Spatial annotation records

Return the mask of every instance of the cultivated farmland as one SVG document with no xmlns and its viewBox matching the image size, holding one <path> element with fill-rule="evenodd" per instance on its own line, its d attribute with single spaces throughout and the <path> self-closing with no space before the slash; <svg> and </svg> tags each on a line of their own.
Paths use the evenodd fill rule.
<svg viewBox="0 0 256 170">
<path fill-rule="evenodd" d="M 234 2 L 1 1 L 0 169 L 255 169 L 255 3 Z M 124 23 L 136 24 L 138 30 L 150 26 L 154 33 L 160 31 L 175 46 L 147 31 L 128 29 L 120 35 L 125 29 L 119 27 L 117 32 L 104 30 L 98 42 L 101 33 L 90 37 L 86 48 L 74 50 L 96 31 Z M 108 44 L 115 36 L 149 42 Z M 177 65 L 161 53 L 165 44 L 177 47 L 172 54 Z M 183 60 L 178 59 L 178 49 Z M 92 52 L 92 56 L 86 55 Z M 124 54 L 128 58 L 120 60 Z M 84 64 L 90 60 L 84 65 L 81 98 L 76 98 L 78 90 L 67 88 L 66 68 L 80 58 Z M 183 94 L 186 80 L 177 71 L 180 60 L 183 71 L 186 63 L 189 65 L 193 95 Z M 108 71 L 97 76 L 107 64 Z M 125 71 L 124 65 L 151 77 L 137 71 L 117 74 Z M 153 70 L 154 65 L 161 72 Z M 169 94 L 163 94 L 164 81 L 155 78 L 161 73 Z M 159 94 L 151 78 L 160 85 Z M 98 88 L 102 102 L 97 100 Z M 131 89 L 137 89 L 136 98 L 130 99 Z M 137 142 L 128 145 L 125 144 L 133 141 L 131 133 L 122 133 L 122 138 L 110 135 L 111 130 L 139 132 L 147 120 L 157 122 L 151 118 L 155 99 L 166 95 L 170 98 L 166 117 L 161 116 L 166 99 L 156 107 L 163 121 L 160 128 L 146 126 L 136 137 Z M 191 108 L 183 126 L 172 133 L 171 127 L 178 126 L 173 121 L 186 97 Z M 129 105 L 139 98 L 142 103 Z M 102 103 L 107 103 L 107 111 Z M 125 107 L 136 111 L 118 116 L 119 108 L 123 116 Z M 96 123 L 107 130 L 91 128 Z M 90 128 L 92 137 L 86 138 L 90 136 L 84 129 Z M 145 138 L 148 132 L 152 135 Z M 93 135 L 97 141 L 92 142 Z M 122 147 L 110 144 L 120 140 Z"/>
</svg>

#### [SET EXERCISE]
Report each line of the records that contains the word "viewBox", copying those lines in full.

#### [RESPONSE TO THIS EXERCISE]
Return the mask of every instance of the cultivated farmland as one SVG document with no xmlns and its viewBox matching the image size, holding one <path> element with fill-rule="evenodd" per instance on its own line, its d attribute with single spaces throughout and the <path> self-closing with no space before the slash; <svg> and </svg> tags each on a line of their own.
<svg viewBox="0 0 256 170">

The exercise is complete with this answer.